▸ **Problem statement**
Please render the items from the start through the line containing "rough mask: <svg" as a Markdown table with the columns Row and Line, numbering each line and leaving out blank lines. Include only those lines.

▸ **Provided information**
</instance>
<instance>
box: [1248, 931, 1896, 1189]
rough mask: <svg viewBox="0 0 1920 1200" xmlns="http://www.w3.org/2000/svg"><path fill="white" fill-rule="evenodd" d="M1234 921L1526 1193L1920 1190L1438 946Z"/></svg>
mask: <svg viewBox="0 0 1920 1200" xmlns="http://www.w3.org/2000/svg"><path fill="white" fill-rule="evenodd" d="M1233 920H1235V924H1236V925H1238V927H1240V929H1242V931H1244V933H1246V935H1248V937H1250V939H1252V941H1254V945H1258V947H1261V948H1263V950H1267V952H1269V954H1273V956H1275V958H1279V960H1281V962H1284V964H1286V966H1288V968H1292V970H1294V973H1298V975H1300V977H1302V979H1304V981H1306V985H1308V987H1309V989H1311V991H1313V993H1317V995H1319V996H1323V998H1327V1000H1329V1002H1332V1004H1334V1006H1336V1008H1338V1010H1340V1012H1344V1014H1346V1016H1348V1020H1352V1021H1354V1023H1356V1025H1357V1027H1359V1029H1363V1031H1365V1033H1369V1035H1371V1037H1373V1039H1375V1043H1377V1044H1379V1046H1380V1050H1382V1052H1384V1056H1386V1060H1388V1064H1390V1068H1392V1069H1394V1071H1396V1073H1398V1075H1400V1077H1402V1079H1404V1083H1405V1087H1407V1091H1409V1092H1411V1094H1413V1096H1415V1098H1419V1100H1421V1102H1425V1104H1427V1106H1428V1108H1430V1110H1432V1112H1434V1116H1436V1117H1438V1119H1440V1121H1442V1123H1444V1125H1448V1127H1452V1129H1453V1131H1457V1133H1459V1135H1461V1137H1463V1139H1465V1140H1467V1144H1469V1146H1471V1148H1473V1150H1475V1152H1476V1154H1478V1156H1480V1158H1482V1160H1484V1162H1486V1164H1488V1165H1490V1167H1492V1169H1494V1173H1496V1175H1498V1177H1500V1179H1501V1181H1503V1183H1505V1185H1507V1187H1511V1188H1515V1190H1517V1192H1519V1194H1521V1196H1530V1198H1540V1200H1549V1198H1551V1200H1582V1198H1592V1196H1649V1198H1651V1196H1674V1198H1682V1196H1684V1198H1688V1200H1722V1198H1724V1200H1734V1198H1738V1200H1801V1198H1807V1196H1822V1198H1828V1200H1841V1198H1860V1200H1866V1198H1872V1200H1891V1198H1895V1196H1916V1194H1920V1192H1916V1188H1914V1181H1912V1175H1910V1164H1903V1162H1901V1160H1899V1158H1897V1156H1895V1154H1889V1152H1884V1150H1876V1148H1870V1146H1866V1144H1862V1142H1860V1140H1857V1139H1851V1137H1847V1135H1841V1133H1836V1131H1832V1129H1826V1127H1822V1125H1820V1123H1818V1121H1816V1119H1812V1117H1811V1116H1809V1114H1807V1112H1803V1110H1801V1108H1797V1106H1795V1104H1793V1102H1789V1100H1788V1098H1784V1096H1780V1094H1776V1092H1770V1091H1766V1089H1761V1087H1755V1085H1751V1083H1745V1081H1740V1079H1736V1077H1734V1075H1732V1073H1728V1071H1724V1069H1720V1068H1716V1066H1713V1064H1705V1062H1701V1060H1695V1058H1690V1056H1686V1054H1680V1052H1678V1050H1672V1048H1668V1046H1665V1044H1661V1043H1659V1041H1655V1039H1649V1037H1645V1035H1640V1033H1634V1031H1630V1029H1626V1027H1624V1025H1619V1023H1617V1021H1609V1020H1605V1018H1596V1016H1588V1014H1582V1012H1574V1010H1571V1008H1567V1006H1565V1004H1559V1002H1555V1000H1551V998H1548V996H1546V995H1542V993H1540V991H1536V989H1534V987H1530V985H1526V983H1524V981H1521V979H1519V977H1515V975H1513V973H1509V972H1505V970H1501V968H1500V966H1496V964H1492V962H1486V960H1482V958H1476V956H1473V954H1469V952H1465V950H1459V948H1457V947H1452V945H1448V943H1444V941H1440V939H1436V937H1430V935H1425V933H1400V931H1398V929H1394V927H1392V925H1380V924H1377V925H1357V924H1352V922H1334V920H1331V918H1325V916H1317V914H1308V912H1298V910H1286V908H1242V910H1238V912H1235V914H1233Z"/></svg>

▸ **Answer box**
| Row | Line |
|---|---|
| 1 | </instance> |
| 2 | <instance> |
| 3 | box: [1248, 931, 1896, 1189] |
| 4 | rough mask: <svg viewBox="0 0 1920 1200" xmlns="http://www.w3.org/2000/svg"><path fill="white" fill-rule="evenodd" d="M1234 921L1526 1193L1920 1190L1438 946Z"/></svg> |